* start *
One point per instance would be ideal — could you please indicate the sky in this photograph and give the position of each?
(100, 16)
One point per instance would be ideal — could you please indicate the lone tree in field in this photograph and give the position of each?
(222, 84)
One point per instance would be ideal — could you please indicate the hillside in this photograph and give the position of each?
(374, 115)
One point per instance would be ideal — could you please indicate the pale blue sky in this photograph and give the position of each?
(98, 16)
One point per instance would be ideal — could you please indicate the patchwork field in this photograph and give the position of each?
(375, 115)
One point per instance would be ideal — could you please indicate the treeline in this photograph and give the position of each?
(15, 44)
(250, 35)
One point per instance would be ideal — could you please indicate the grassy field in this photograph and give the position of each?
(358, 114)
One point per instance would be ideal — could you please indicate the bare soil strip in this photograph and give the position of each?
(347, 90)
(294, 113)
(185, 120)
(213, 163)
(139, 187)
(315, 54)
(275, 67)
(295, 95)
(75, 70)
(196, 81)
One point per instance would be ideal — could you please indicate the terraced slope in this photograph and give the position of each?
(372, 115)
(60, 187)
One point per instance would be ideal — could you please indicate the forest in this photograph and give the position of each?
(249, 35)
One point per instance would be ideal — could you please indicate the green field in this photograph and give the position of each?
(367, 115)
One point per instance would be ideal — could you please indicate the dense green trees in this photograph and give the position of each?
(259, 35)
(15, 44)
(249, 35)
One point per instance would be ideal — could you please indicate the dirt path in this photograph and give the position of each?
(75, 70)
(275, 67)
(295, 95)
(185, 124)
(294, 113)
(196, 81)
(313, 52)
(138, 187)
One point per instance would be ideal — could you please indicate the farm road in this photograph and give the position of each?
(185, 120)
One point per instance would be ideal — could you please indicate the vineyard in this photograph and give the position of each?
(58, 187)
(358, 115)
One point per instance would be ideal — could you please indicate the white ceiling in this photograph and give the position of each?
* end *
* start *
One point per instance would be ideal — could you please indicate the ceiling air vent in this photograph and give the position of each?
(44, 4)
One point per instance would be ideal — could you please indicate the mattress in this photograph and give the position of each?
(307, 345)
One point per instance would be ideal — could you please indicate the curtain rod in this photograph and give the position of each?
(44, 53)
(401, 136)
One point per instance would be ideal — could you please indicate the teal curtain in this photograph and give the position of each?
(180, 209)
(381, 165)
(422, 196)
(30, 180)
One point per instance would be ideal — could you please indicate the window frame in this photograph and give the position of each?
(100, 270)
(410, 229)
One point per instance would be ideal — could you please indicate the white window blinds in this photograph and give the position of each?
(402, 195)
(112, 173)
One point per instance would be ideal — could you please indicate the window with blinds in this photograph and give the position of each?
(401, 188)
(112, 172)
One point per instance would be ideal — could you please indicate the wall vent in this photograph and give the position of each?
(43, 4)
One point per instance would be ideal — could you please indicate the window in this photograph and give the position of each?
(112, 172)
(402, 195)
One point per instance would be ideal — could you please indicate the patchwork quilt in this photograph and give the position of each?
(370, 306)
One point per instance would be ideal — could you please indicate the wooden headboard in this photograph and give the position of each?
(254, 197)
* end *
TASK TO COMPLETE - Recast everything in the entries from the line containing "indicate the dense" down to the line containing "the white ceiling", both included, as a Markdown table with the columns Row and Line. Omit any blank lines.

REPLY -
| Row | Line |
|---|---|
| 1 | One point per instance would be ideal — could you please indicate the dense green trees in this photograph and give the position of each? |
| 2 | (259, 35) |
| 3 | (15, 44) |
| 4 | (249, 35) |
| 5 | One point per instance would be ideal — could you please indicate the dirt path in this photograph and give the position of each? |
| 6 | (75, 70) |
| 7 | (275, 67) |
| 8 | (295, 95) |
| 9 | (185, 124) |
| 10 | (294, 113) |
| 11 | (196, 81) |
| 12 | (313, 52) |
| 13 | (138, 187) |
| 14 | One point per instance would be ideal — could you please indicate the farm road in this photograph and give the position of each? |
| 15 | (185, 120) |
| 16 | One point per instance would be ideal — could you please indicate the vineyard in this photograph and give the position of each? |
| 17 | (58, 187) |
| 18 | (358, 115) |
| 19 | One point per instance would be ideal — could you please indicate the white ceiling in this photograph and give the position of each? |